[Dataset excerpts]

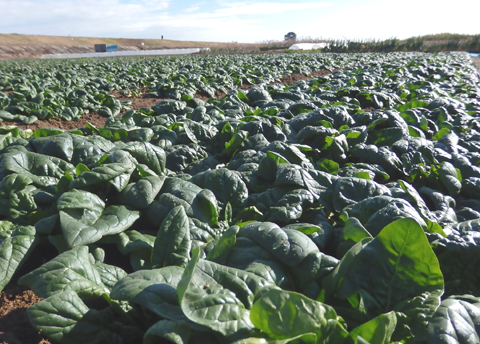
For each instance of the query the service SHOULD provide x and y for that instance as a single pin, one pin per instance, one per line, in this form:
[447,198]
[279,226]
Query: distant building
[290,36]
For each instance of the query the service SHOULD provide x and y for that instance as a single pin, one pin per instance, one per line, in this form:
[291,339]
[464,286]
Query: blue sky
[239,21]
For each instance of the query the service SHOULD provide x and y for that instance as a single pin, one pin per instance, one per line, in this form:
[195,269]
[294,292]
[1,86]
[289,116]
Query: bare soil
[14,325]
[476,62]
[14,300]
[142,101]
[15,46]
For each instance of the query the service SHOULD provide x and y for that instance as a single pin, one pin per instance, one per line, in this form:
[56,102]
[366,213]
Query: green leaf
[455,322]
[328,166]
[116,174]
[395,271]
[16,243]
[217,296]
[439,134]
[155,289]
[282,315]
[377,331]
[220,251]
[174,332]
[57,315]
[142,193]
[70,270]
[173,243]
[42,169]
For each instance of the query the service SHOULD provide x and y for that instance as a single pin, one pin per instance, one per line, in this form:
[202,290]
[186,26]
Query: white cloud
[266,8]
[245,21]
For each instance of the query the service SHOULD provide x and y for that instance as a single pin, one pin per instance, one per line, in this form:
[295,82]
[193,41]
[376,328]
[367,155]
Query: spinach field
[341,209]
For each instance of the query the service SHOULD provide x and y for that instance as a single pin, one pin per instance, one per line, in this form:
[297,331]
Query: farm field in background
[277,198]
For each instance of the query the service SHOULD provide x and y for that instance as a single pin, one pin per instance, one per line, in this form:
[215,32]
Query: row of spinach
[341,209]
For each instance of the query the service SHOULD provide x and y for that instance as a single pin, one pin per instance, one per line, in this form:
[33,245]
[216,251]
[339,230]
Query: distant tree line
[429,43]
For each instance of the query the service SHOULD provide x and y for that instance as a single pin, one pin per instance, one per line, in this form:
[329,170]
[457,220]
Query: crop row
[341,209]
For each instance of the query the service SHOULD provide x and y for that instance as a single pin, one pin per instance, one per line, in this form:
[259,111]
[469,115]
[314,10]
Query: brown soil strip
[15,327]
[476,62]
[145,101]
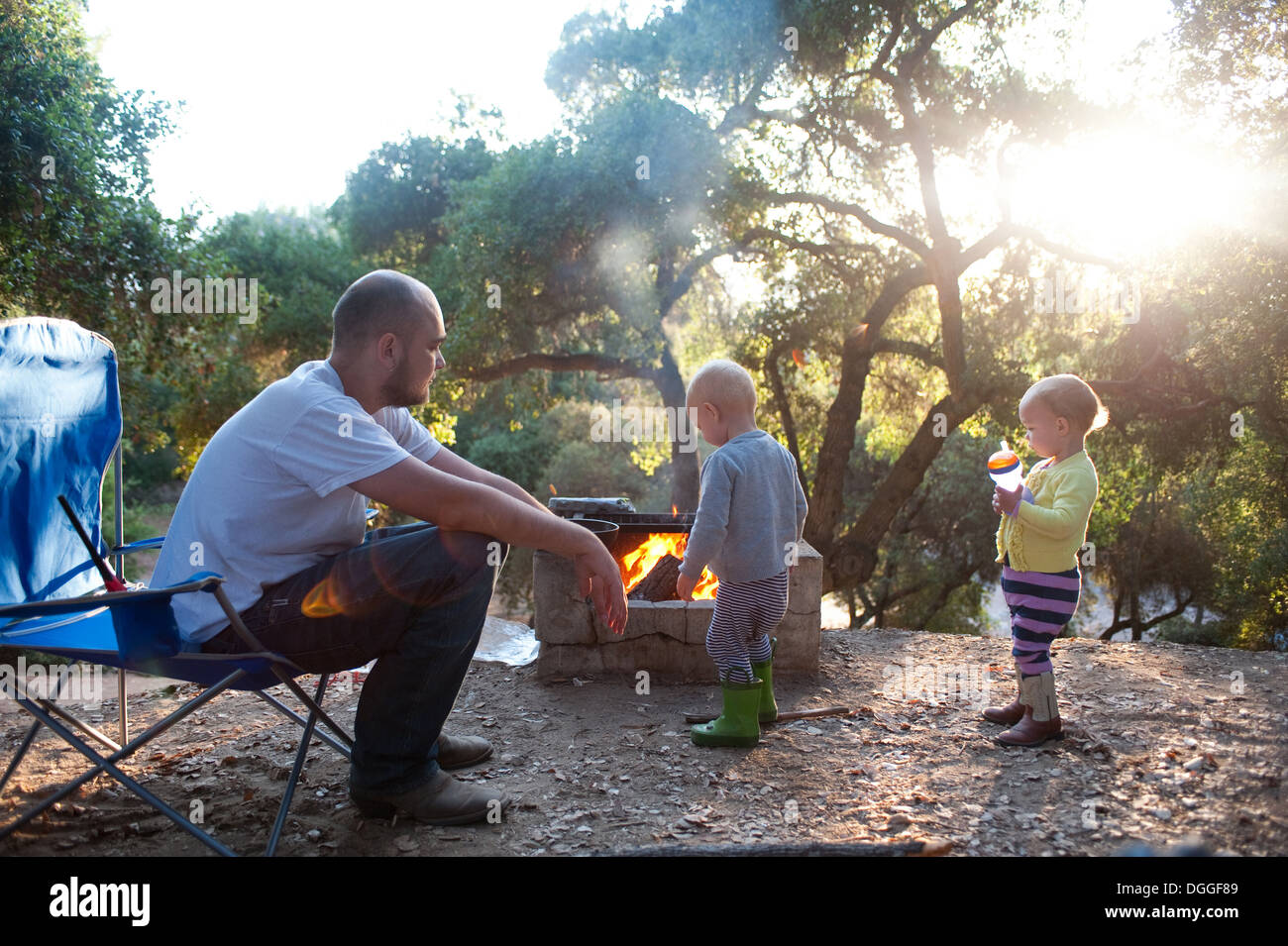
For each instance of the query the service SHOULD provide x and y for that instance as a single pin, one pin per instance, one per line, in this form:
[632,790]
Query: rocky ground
[1166,744]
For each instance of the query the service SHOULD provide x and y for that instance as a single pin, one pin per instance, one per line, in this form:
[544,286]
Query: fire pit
[664,639]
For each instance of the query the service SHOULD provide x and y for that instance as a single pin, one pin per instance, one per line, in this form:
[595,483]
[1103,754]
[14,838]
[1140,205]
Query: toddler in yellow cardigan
[1038,542]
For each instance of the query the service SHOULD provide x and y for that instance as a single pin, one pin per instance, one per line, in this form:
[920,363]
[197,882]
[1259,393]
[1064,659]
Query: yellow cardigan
[1046,534]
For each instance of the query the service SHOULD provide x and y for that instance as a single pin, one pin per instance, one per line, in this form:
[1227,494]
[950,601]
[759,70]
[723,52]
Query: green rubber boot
[765,671]
[737,725]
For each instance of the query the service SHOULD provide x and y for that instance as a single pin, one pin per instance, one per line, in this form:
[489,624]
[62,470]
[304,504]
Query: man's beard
[399,391]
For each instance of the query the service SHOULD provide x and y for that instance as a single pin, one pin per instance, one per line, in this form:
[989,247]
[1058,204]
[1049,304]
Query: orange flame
[639,562]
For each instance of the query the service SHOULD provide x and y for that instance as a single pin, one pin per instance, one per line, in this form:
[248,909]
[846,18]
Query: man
[275,504]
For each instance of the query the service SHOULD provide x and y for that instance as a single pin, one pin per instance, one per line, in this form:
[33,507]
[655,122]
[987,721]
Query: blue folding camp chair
[59,426]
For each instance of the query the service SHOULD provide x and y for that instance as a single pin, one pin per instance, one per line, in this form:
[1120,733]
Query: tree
[844,115]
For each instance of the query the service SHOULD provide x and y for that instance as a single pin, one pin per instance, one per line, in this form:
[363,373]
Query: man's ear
[387,349]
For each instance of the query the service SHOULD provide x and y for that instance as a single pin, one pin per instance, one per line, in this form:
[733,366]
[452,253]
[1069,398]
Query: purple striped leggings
[1041,604]
[743,617]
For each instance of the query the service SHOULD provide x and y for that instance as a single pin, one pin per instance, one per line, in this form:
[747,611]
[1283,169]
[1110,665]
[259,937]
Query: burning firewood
[658,584]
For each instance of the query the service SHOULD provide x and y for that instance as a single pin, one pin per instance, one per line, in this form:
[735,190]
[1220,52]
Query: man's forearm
[513,489]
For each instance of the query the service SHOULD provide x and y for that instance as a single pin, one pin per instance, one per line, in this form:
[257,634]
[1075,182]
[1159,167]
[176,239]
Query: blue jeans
[413,598]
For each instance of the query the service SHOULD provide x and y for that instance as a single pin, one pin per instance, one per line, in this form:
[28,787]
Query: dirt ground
[1167,744]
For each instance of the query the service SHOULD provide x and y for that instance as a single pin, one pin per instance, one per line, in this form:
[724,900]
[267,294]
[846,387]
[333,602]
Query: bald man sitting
[275,504]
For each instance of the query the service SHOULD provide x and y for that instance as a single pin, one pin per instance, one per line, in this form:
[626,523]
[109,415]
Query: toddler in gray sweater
[750,517]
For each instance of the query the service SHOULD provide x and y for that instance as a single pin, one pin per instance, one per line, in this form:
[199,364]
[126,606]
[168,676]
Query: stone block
[559,614]
[697,620]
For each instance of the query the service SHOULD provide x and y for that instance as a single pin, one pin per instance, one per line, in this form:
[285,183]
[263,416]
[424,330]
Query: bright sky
[283,98]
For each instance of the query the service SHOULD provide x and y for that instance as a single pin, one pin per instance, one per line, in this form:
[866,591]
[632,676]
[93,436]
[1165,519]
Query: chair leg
[297,768]
[22,751]
[104,765]
[313,708]
[129,748]
[31,735]
[321,734]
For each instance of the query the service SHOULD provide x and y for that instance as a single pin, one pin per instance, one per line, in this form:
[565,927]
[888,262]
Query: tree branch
[854,210]
[601,365]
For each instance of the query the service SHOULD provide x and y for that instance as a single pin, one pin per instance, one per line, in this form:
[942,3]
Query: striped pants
[743,617]
[1041,604]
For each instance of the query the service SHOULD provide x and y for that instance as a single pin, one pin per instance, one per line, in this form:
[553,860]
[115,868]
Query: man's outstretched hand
[599,578]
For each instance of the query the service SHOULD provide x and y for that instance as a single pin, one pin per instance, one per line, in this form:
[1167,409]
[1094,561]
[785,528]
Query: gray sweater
[752,508]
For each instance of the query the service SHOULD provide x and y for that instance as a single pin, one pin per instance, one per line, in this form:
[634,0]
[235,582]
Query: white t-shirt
[270,495]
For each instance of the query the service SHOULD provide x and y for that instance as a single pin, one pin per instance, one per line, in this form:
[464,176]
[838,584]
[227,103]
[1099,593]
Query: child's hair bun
[1069,396]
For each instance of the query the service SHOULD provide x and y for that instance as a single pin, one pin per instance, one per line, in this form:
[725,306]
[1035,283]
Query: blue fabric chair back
[59,422]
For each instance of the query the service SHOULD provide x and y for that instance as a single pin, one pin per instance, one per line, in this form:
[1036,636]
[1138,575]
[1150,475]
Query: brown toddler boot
[1013,712]
[1041,718]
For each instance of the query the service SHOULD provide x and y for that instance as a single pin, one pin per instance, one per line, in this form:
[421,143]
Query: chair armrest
[202,580]
[141,546]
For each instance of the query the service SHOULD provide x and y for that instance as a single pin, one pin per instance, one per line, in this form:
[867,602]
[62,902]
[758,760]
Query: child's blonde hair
[1072,398]
[725,383]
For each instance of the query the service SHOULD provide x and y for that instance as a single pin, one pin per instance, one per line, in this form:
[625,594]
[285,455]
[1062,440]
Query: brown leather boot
[1010,713]
[1041,714]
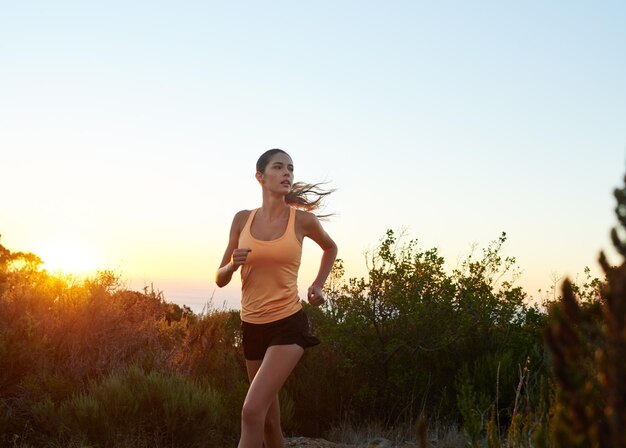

[/Dataset excerpts]

> **Task description**: The answer must be an exact copy of the lines from the one containing "Query: child's blonde hair" through the last line of the records, and nothing else. Pictures do not belong in it.

> **Task response**:
Query: child's blonde hair
[1072,398]
[725,383]
For each instance of the query the service SHOULD provide x and y for that instance as a single pin, one pin per instance, one per line, in this form:
[625,594]
[285,455]
[1062,440]
Query: brown leather boot
[1010,713]
[1041,714]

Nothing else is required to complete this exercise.